[Items from a dataset]
-*-*-
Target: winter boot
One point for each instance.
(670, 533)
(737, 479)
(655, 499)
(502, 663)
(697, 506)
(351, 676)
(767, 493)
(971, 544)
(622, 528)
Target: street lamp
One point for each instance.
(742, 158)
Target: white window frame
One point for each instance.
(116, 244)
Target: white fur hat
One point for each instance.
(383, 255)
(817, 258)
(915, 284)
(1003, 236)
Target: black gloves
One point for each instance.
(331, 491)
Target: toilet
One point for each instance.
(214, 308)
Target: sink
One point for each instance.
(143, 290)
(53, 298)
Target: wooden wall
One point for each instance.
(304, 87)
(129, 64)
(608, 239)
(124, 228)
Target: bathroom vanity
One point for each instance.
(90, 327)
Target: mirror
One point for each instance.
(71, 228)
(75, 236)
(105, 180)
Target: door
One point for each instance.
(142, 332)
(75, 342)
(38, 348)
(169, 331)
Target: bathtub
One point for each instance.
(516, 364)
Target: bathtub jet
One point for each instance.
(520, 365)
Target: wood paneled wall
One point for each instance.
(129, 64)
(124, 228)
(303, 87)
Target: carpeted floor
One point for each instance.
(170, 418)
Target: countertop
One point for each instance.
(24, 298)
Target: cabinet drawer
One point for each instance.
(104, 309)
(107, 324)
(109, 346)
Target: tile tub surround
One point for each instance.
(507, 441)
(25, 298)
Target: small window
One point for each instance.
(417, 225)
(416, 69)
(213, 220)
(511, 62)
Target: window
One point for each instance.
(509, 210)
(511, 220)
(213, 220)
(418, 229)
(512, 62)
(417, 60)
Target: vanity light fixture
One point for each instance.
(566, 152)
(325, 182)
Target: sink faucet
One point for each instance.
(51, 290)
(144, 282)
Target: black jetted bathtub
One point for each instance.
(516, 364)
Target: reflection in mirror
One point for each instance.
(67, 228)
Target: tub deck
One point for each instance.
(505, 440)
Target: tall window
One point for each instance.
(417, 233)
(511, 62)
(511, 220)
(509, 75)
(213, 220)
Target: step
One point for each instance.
-*-*-
- _REQUIRED ACTION_: Write down every record shown above precisely.

- _EXERCISE RESPONSE_:
Target: winter boot
One point for each instance.
(670, 533)
(737, 479)
(655, 499)
(502, 663)
(697, 506)
(351, 676)
(767, 493)
(971, 544)
(622, 528)
Target: street lamp
One point for each instance.
(742, 158)
Target: white window frame
One point for each instance.
(116, 244)
Target: white fur hat
One point for each instance.
(383, 255)
(817, 258)
(915, 284)
(1003, 236)
Target: black gloves
One point for each instance.
(331, 491)
Target: toilet
One point for each instance.
(214, 308)
Target: sink
One point for each instance.
(143, 290)
(53, 298)
Target: wooden wall
One point for each instance.
(304, 87)
(129, 64)
(608, 239)
(124, 228)
Target: bathroom vanity
One point for each instance.
(90, 327)
Target: mirror
One point for each instance.
(71, 228)
(75, 236)
(105, 180)
Target: door
One point for each instance.
(142, 332)
(75, 342)
(38, 348)
(169, 331)
Target: bathtub
One point for each instance.
(516, 364)
Target: bathtub jet
One point for each instance.
(520, 365)
Target: wood paneled wall
One point for each instance.
(129, 64)
(124, 228)
(303, 87)
Target: carpeted floor
One point for each instance.
(170, 418)
Target: countertop
One point for each instance.
(24, 298)
Target: cabinet drawer
One point for each instance.
(104, 309)
(107, 324)
(109, 346)
Target: tile tub surround
One point for each instance.
(507, 441)
(25, 298)
Target: small window
One point for each instance.
(417, 225)
(416, 69)
(213, 220)
(511, 62)
Target: window
One point for each instance.
(509, 210)
(511, 220)
(213, 220)
(418, 229)
(512, 62)
(417, 60)
Target: vanity light fixture
One point for each instance.
(566, 152)
(325, 182)
Target: sink faucet
One point for each instance.
(51, 290)
(144, 282)
Target: black jetted bathtub
One point for each instance.
(516, 364)
Target: reflection in mirror
One point for each instance.
(67, 228)
Target: tub deck
One point for each instance.
(505, 440)
Target: tall window
One point for each instance.
(417, 233)
(511, 62)
(511, 220)
(509, 75)
(213, 220)
Target: step
One point for each instance.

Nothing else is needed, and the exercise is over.